**Text to read**
Debugging Node.js Memory leak on Production via Shadowed traffic

Aurelijus Banelis
home24 technology
Published in
7 min readJan 25, 2021
Room as  background with various charts. Text: Debugging Node.js Memory leak on Production via Shadowed Traffic. At home24

Memory leaks are hard to debug, especially when using programming languages with garbage collection. At home24 we had quite a journey searching for the cause of 139 exit codes from crashed docker containers.

The outcome of the debugging was not only the fixed bug, but also an example how tools outside of the JavaScript ecosystem can help in debugging JavaScript code.

So let’s start the journey…

In the beginning, it was just a 5xx status codes

Number of crashed docker containers via AWS CloudWatch metrics

In a Web service world, there is a convention to respond with 500–599 HTTP status codes when there is a nonrecoverable problem in the application itself. Therefore most popular Node.js applications (e.g. Express) and AWS Load balancers also implement this behavior.

What cannot be found and fixed via Unit tests while still in development, ends up in 5xx exit codes in a live environment. For code logic errors — it is repetitively easy to fix because those are deterministic: with the same input and context, we should get the same error. But there are other issues like failed network, hardware and… insufficient memory management. We still get the same 5xx error codes but fix range from wait-and-retry to long story ahead.

**Given data**
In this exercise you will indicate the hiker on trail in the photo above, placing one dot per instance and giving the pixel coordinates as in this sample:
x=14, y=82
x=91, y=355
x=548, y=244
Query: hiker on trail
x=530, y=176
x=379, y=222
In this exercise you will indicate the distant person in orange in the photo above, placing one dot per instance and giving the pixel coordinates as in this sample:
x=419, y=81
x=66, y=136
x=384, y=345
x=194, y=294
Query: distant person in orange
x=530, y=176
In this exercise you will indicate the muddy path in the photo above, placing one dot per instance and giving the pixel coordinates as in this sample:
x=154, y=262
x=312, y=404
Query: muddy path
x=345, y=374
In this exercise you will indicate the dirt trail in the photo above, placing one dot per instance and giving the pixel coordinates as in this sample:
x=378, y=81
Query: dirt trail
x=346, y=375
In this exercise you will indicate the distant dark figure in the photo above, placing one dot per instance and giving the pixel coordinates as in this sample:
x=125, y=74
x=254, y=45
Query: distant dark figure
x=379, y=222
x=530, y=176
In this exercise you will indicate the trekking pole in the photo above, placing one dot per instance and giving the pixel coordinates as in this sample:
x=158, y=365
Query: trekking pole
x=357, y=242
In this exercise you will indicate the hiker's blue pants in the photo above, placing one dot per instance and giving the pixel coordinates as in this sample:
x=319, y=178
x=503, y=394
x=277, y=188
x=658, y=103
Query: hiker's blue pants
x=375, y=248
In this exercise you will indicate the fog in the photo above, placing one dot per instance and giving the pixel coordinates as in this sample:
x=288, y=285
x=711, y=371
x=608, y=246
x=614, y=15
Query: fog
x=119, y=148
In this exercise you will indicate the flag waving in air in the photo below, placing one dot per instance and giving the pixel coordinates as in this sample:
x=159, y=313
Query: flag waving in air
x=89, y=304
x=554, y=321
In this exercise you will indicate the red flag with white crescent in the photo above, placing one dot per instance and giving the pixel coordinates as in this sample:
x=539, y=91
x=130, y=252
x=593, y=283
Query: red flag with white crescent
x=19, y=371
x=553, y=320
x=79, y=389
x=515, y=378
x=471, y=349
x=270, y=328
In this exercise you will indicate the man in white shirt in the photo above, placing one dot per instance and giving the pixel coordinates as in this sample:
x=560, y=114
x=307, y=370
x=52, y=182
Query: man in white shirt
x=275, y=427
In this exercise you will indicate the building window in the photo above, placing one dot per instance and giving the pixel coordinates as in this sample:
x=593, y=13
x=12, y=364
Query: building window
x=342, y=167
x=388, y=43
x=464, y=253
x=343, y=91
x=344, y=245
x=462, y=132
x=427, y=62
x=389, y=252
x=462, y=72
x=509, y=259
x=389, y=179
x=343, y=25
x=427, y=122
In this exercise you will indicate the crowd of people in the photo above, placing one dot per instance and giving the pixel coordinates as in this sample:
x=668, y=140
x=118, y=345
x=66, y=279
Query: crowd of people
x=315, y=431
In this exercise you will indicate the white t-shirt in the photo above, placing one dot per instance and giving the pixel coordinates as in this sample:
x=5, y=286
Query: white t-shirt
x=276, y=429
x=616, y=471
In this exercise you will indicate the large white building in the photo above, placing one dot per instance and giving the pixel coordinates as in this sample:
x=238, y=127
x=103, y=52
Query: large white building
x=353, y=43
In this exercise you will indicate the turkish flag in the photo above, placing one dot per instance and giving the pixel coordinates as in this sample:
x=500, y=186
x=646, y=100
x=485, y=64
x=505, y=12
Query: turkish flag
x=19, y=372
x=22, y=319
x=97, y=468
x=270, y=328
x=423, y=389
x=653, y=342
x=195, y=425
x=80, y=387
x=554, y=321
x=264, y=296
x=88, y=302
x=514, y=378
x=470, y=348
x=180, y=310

**Exercise**
Summarize the text on debugging a Node.js memory leak in two sentences. Work from the text alone.

**Problem solution**
At home24, a search for the cause of 139 exit codes from crashed docker containers produced both a fixed bug and an example of tools outside the JavaScript ecosystem helping to debug JavaScript code. The trouble began as 5xx status codes: code logic errors behind them are deterministic, but problems like failed network, hardware, or insufficient memory management yield the same codes with fixes ranging from wait-and-retry to a long story.